To be done
Rename "paint bucket" to "paint can" in the data from the line with "Would you be able to point to the worker in green" up to and including the last line, and give those lines again with everything else unchanged.

Entries from a point annotation set
-=-=-=-=-
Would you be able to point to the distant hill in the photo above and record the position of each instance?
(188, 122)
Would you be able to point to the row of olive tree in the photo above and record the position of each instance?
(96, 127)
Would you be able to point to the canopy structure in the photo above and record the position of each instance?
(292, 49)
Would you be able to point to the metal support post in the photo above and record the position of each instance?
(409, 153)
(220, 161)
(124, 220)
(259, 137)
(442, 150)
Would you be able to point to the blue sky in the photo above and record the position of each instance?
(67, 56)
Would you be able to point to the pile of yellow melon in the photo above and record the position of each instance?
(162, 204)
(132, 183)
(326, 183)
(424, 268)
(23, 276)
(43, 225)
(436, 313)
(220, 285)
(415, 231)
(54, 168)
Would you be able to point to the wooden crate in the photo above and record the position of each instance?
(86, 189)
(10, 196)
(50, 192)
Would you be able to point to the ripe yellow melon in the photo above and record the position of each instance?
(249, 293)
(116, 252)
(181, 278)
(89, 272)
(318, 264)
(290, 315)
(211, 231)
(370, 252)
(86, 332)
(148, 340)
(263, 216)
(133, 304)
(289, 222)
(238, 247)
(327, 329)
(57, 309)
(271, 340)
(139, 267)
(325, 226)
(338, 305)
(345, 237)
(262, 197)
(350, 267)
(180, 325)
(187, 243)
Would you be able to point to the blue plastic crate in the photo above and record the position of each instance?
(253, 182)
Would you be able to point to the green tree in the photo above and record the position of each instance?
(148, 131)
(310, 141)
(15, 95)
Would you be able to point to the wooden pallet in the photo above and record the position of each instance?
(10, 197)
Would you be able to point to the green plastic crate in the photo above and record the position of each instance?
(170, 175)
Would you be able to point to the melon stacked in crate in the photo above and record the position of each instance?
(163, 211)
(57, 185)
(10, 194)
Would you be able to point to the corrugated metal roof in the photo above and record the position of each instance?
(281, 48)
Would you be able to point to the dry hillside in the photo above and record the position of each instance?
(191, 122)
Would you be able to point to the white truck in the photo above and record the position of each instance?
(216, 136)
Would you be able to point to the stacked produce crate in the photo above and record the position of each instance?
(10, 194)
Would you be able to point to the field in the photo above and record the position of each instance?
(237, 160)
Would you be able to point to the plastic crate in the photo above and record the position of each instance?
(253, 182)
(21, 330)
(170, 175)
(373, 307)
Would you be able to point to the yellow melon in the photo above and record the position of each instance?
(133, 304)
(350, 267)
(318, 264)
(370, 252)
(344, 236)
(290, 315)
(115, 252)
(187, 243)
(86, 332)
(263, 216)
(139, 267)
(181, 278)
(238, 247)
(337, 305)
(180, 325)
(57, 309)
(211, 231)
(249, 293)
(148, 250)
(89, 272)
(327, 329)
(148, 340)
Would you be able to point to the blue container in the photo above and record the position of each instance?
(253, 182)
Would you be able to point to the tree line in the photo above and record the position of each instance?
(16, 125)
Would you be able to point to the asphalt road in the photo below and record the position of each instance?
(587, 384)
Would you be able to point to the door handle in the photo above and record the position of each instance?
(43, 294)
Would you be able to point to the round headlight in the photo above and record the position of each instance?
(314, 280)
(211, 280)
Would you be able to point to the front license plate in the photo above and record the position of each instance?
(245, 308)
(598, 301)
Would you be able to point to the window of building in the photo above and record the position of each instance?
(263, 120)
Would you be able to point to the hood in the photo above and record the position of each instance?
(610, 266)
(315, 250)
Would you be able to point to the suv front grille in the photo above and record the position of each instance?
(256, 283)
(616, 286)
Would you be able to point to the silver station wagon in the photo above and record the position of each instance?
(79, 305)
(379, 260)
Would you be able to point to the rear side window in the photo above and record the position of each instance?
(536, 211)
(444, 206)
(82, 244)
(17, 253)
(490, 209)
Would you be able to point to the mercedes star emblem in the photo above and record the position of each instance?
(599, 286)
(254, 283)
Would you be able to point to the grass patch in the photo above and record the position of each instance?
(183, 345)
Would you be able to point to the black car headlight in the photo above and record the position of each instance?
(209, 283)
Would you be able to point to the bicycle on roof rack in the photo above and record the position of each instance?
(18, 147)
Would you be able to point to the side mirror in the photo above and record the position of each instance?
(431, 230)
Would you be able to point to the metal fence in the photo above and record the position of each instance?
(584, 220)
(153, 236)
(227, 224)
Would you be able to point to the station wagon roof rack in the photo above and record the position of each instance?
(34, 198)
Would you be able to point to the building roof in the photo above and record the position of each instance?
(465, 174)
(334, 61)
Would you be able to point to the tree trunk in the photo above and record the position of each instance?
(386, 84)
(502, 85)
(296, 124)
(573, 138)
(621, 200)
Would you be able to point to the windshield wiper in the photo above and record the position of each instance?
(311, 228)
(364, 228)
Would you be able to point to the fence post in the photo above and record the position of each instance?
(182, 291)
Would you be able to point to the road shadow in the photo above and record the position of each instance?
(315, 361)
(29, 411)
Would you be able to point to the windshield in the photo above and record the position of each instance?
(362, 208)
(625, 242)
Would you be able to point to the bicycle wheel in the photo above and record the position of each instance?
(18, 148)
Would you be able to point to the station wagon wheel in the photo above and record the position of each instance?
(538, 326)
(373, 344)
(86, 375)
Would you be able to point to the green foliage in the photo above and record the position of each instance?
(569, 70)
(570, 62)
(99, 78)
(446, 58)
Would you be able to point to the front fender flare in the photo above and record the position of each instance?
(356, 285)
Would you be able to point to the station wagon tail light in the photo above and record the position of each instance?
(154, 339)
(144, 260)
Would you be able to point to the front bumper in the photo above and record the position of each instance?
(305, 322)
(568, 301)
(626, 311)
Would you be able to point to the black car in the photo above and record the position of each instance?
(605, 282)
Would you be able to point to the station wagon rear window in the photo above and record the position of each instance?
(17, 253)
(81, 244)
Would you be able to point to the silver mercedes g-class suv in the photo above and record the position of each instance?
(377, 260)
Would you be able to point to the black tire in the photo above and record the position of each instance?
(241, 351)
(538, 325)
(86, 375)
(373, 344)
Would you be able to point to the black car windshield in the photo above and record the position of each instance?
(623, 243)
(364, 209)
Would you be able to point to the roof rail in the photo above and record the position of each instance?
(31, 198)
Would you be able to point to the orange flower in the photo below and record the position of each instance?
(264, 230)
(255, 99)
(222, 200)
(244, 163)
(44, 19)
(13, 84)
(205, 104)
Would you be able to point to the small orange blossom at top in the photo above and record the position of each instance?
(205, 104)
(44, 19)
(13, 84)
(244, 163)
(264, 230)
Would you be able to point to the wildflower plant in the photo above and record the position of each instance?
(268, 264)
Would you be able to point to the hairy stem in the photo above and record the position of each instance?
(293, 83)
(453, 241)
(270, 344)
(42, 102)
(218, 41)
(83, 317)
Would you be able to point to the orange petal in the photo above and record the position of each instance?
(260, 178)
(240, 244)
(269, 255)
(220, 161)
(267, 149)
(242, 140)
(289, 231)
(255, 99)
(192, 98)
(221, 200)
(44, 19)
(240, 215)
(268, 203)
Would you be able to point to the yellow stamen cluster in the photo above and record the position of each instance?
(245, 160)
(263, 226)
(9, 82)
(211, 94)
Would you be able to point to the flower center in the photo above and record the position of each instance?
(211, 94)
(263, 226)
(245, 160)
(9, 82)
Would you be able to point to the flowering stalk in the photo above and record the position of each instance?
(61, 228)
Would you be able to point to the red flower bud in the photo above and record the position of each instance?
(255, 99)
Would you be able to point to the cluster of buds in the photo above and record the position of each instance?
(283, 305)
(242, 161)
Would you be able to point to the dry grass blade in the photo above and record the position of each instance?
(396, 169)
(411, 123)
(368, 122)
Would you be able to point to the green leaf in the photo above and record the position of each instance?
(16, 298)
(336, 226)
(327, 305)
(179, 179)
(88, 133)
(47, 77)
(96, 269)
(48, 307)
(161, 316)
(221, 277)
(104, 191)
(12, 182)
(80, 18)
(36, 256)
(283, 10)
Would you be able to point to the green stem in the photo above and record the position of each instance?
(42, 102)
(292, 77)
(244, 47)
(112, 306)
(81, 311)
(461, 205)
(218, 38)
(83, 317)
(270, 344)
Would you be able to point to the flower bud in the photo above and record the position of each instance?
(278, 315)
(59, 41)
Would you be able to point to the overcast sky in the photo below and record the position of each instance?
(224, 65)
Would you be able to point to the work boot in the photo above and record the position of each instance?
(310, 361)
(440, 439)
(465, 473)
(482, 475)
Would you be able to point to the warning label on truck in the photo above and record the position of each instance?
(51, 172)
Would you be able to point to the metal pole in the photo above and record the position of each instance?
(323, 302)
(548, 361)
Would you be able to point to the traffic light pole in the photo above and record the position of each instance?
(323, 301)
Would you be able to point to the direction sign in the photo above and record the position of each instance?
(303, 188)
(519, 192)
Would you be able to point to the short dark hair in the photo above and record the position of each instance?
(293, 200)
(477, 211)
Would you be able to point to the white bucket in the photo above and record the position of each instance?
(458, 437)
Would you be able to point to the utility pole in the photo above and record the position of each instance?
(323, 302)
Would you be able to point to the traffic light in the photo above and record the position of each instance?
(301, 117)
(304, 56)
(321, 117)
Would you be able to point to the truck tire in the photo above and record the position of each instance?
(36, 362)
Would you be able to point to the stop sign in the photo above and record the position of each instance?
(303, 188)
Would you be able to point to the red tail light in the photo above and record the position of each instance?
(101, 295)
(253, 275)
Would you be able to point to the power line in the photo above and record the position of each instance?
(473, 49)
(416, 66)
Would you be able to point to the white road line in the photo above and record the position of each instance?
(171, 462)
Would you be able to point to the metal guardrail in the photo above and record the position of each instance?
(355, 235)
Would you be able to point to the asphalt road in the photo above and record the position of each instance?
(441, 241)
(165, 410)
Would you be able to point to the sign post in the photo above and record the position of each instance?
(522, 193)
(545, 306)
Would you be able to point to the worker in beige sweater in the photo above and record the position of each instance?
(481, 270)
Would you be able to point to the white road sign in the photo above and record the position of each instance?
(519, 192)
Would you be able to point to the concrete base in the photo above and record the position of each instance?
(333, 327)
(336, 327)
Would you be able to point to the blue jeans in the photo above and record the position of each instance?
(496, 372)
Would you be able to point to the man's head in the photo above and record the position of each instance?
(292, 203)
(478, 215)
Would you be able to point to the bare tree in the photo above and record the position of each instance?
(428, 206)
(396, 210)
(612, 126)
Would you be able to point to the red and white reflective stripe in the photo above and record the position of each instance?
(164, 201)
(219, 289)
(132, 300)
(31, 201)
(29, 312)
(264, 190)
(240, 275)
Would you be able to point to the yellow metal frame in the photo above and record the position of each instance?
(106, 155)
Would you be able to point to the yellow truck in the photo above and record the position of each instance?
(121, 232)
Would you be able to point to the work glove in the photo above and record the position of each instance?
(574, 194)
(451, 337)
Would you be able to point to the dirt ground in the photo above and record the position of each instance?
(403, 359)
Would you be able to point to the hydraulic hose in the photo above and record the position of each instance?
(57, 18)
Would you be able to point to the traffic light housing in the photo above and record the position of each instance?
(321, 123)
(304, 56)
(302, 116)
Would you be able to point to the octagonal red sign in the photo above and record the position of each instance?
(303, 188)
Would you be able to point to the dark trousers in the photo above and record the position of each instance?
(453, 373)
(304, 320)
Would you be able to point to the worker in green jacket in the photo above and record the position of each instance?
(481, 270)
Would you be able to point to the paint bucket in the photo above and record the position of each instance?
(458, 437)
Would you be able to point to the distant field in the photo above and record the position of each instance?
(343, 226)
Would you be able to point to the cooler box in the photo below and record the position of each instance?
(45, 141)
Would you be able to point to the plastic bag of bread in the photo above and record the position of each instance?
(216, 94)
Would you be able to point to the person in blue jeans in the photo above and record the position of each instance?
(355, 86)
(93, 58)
-=-=-=-=-
The result
Would you be able to point to the worker in green jacket in the photo above and record the position of each instance?
(481, 270)
Would you be able to point to the paint can in the photo above and record the position of each instance?
(458, 437)
Would you be able to point to the distant field in the photo above and record the position of each instance?
(343, 226)
Would you be able to point to the cooler box in the photo below and record the position of each instance?
(45, 141)
Would you be able to point to the plastic bag of bread in the photo above and record the position of each instance?
(216, 94)
Would you be able to point to the person in blue jeans in the photo above and record the position of each instance?
(355, 86)
(93, 58)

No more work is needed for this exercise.